§ **Extract to read**:
----------

On startup the actor reads your `categories` and `sources` inputs, normalizes category slugs (lowercase, hyphens, trim), then builds start requests. For SourceForge, it constructs one URL per category at `https://sourceforge.net/software/{category}/` (page 1). For TrustRadius, it generates five sitemap URLs per category — `https://www.trustradius.com/sitemaps/product-reviews-sitemap-{1..5}.xml` — to maximize product URL discovery. All requests are handed to a CheerioCrawler instance running at `maxConcurrency: 5` with session pooling, persistent cookies per session, a 30-second navigation timeout, and 3 retries per request.

#### Phase 2 — SourceForge category crawling

The SourceForge route handler (`SF_CATEGORY`) parses category listing pages using four CSS selector strategies for resilience against markup changes. It extracts product name from `h3 a` title links, vendor name from `.project-company` or `[class*="company"]` elements, star rating from `[class*="rating-avg"]` or `[itemprop="ratingValue"]` attributes, review count from `[class*="rating-count"]`, pricing from `[class*="price"]`, category tags from `[class*="tag"] a`, award badges via the `extractSFBadges` helper, and the vendor website link identified by `data-ga-label="website"` or `rel="nofollow"` links pointing outside `sourceforge.net`. After processing each page it automatically enqueues the next page (`?page=N+1`) until the per-category limit is reached or no listing cards are found.

----------

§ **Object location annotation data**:
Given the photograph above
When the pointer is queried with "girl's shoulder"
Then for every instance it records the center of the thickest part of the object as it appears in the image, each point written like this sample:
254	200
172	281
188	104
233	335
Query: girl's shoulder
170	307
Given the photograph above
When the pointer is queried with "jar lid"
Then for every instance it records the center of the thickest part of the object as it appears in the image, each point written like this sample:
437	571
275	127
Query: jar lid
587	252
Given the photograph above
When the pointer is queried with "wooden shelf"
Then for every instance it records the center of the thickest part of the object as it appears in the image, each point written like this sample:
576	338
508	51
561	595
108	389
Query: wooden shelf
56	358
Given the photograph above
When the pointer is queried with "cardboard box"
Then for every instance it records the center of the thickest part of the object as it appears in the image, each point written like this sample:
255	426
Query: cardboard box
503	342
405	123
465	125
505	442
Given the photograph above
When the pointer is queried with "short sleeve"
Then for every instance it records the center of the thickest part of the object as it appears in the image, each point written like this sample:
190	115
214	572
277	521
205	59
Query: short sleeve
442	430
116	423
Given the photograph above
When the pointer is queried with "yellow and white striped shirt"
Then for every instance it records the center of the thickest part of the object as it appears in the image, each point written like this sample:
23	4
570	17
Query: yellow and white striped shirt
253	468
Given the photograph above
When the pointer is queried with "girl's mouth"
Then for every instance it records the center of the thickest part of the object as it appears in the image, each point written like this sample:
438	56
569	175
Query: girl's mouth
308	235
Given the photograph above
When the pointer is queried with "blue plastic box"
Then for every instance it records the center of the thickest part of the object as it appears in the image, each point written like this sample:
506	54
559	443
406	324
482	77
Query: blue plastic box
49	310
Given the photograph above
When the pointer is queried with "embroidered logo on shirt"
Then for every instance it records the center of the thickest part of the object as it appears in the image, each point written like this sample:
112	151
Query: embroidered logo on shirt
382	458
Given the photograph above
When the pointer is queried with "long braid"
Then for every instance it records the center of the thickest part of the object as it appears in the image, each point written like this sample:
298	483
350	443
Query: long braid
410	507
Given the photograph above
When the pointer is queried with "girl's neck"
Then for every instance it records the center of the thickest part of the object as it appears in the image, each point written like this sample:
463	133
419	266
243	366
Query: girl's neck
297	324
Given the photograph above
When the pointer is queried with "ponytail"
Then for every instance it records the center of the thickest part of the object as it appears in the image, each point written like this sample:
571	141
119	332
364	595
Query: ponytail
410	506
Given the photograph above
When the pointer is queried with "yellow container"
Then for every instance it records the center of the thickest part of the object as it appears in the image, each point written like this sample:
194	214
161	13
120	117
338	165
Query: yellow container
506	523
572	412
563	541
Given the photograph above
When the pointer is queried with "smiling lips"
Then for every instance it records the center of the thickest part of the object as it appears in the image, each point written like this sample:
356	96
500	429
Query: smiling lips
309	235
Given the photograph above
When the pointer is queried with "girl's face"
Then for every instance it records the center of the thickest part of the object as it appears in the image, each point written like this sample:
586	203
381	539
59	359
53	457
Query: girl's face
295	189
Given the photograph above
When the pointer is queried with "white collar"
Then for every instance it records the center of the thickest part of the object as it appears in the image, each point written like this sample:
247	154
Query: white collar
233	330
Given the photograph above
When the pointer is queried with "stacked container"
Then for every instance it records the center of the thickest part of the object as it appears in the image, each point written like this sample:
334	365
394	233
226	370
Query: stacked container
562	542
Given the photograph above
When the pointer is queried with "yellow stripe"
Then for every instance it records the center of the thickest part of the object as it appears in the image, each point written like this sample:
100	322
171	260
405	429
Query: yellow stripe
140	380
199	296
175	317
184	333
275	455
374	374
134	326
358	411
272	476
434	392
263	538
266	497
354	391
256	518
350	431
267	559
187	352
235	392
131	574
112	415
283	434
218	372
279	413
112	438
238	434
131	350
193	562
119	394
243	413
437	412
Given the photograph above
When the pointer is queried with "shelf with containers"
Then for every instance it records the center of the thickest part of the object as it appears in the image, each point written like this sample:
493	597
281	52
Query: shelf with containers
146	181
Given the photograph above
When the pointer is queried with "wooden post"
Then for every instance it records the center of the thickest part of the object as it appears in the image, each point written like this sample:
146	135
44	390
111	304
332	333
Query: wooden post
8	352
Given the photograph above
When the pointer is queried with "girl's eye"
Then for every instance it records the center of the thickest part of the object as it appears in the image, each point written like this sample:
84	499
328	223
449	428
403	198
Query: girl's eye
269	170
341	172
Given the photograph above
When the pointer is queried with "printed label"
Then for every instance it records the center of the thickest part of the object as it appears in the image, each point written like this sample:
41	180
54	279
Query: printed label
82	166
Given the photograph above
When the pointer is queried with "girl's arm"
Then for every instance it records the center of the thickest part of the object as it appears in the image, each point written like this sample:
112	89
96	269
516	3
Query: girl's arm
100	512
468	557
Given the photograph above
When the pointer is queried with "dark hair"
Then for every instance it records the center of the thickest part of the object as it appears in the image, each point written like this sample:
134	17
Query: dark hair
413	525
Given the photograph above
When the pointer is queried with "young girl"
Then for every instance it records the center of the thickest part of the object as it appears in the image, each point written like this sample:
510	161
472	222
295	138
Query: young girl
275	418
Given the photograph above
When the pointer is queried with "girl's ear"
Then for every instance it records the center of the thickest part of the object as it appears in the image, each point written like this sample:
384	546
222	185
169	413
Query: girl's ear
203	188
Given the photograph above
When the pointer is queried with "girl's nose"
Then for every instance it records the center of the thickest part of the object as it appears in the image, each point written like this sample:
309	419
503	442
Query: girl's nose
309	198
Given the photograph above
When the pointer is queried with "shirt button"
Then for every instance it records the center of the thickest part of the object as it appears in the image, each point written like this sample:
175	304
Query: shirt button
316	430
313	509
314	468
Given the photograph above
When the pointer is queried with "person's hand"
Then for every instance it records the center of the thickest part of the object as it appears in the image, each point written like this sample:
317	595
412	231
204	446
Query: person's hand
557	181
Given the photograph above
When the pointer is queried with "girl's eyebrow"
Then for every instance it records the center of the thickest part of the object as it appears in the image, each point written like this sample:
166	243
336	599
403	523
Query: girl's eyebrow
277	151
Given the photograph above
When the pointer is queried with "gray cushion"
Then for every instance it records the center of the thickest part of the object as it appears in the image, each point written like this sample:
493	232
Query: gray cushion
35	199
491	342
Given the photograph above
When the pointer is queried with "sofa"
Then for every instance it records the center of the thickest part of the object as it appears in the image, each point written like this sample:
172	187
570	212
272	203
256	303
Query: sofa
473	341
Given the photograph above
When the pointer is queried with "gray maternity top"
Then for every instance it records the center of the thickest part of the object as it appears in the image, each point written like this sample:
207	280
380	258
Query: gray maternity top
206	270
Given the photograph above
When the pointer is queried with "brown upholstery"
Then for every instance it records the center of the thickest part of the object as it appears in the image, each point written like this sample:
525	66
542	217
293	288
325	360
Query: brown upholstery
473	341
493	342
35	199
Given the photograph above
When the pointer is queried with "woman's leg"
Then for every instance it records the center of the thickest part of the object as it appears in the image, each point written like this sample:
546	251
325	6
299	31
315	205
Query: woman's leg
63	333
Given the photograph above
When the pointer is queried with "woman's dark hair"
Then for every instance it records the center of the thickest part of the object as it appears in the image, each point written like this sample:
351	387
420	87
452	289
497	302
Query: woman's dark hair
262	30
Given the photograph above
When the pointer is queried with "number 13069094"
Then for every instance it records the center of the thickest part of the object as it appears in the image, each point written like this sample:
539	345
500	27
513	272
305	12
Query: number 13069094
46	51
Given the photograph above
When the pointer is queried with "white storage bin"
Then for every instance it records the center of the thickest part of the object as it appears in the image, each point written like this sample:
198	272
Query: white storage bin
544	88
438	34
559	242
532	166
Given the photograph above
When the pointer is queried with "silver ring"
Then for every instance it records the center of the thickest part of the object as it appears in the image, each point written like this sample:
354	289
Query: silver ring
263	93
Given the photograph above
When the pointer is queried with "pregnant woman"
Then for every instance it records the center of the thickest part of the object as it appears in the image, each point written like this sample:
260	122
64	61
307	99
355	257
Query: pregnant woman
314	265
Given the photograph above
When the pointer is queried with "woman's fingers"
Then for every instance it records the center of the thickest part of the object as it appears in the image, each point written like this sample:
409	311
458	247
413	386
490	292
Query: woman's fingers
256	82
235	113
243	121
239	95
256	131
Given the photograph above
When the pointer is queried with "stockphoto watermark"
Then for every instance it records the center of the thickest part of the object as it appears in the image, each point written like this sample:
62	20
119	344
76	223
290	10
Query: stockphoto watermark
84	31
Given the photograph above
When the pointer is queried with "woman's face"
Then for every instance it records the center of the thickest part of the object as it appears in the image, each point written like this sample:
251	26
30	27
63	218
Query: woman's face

----------

§ **Short task 1**: In the crawler description, what pieces of information does the SourceForge route handler pull from each category listing page? List them all.
§ **Short task 2**: Transcribe the part of the crawler description that begins with the words containing "On startup the" and ends with "retries per request.".

§ **Correct result 1**:
- Product name
- Vendor name
- Star rating
- Review count
- Pricing
- Category tags
- Award badges
- Vendor website link

§ **Correct result 2**:
On startup the actor reads your `categories` and `sources` inputs, normalizes category slugs (lowercase, hyphens, trim), then builds start requests. For SourceForge, it constructs one URL per category at `https://sourceforge.net/software/{category}/` (page 1). For TrustRadius, it generates five sitemap URLs per category — `https://www.trustradius.com/sitemaps/product-reviews-sitemap-{1..5}.xml` — to maximize product URL discovery. All requests are handed to a CheerioCrawler instance running at `maxConcurrency: 5` with session pooling, persistent cookies per session, a 30-second navigation timeout, and 3 retries per request.